- Stated goal -
Set out every line of the records below as a Markdown table with two columns, Row and Text. Put the row number in Row and the line in Text, and skip any blank lines.

- Source material -
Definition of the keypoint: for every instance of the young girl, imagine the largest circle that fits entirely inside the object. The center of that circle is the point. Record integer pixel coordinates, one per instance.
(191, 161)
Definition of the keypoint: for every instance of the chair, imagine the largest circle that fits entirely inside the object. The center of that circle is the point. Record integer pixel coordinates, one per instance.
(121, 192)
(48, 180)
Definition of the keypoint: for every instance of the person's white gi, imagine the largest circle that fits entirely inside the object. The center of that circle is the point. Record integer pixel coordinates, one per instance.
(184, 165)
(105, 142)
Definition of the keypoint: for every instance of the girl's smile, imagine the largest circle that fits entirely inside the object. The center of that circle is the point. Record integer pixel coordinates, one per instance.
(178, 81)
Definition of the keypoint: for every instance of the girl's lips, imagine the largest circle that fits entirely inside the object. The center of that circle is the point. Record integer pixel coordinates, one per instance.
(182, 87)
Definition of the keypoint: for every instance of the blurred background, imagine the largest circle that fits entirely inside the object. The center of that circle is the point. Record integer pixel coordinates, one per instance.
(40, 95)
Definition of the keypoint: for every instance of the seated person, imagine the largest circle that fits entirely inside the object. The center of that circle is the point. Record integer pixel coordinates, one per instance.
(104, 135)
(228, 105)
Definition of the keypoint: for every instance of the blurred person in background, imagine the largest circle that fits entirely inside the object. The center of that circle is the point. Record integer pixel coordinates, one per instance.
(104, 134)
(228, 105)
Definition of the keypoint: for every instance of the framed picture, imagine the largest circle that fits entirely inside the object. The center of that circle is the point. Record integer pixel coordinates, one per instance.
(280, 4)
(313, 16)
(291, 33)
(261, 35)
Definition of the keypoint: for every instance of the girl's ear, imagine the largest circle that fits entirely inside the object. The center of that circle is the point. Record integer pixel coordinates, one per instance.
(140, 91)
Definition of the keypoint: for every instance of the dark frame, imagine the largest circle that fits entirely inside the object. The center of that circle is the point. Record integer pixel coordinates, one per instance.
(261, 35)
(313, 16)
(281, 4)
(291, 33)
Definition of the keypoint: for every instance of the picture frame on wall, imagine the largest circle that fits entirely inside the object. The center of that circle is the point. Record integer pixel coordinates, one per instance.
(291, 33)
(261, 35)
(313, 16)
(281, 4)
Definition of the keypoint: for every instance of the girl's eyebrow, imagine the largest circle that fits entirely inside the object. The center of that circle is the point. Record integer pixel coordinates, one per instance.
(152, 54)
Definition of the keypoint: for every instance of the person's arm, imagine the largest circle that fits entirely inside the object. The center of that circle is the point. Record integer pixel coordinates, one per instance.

- Finished task -
| Row | Text |
|---|---|
| 1 | Definition of the keypoint: for every instance of the young girl, imagine the largest circle that fits entirely inside the object. The center of that circle is the point. Record integer pixel coordinates, one per instance. |
| 2 | (191, 161) |
| 3 | Definition of the keypoint: for every instance of the chair, imagine the largest circle that fits entirely inside the object. The center of that circle is the point. Record integer pixel coordinates, one per instance. |
| 4 | (121, 192) |
| 5 | (48, 180) |
| 6 | Definition of the keypoint: for every instance of the person's white gi, imagine the largest circle that fits entirely inside the object. The center of that circle is the point. Record integer pixel coordinates, one per instance. |
| 7 | (184, 165) |
| 8 | (105, 142) |
| 9 | Definition of the keypoint: for every instance of the girl's smile, imagine the largest circle that fits entirely inside the object. The center of that circle is the point. Record integer pixel coordinates, one per instance. |
| 10 | (178, 81) |
| 11 | Definition of the keypoint: for every instance of the girl's lips, imagine the largest circle that fits entirely inside the object. The center of that circle is the point. Record integer pixel coordinates, one per instance. |
| 12 | (182, 87) |
| 13 | Definition of the keypoint: for every instance of the blurred background, imagine the largest circle that fits entirely inside the object. The center of that circle is the point. Record integer pixel coordinates, one per instance. |
| 14 | (40, 95) |
| 15 | Definition of the keypoint: for every instance of the seated person, imagine the largest circle that fits entirely inside the object. The center of that circle is the point. Record integer pixel coordinates, one per instance. |
| 16 | (104, 135) |
| 17 | (228, 105) |
| 18 | Definition of the keypoint: for every instance of the blurred person in background, imagine the largest circle that fits entirely inside the object. The center of that circle is the point. Record integer pixel coordinates, one per instance. |
| 19 | (104, 134) |
| 20 | (228, 105) |
| 21 | Definition of the keypoint: for every instance of the framed picture, imagine the largest circle that fits entirely inside the object. The center of that circle is the point. Record integer pixel coordinates, one per instance. |
| 22 | (280, 4) |
| 23 | (313, 16) |
| 24 | (291, 33) |
| 25 | (261, 35) |
| 26 | Definition of the keypoint: for every instance of the girl's ear, imagine the largest circle that fits entirely inside the object. The center of that circle is the point. Record integer pixel coordinates, one per instance. |
| 27 | (140, 91) |
| 28 | Definition of the keypoint: for every instance of the dark frame, imagine the largest circle that fits entirely inside the object. The center of that circle is the point. Record integer pixel coordinates, one per instance. |
| 29 | (261, 35) |
| 30 | (313, 16) |
| 31 | (281, 4) |
| 32 | (291, 33) |
| 33 | Definition of the keypoint: for every instance of the picture frame on wall, imagine the largest circle that fits entirely inside the object. The center of that circle is the point. Record integer pixel coordinates, one per instance. |
| 34 | (291, 33) |
| 35 | (261, 35) |
| 36 | (313, 16) |
| 37 | (281, 4) |
| 38 | Definition of the keypoint: for every instance of the girl's eyebrow, imagine the largest circle that fits entirely inside the object. The center of that circle is the point. Record integer pixel coordinates, one per instance. |
| 39 | (152, 54) |
| 40 | Definition of the keypoint: for every instance of the person's arm, imagine the largest circle that fits entirely inside the object. The center of that circle is the point. Record integer pixel coordinates, one per instance. |